• [Your objective]: From the items below, pick out and copy every line that contains the word "drill". Matching is case-sensitive.

• [Exercise data]:
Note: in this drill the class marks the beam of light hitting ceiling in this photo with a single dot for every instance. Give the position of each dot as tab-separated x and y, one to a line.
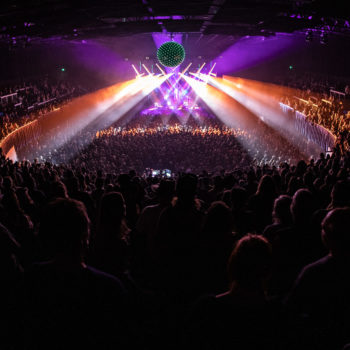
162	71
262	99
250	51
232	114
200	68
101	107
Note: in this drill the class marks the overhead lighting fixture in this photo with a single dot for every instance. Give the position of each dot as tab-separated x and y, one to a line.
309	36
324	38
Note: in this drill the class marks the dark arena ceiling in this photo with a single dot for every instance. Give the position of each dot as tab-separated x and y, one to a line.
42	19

...

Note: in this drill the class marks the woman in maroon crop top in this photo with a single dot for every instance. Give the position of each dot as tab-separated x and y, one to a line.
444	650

• [Correct answer]:
Note: in this drill the class marks the beam of light hitting ceiling in this photo with a single dot for every instance. Give the position of each dot as tab-separated x and y, one to a line.
Note: in this drill the class marks the overhead lighting fixture in this photo with a single dot for every instance. Give the position of each dot as tab-separated x and y, one to a line.
Note: in this drill the class marks the dark arena ceiling in this photo with a single dot for every instance. Give the position of each dot as tab-separated x and y, one to a line.
Note: in this drill the class marks the woman in maroon crop top in this photo with a single dot for every instance. Give the position of each dot as tab-separated x and y, one to a line.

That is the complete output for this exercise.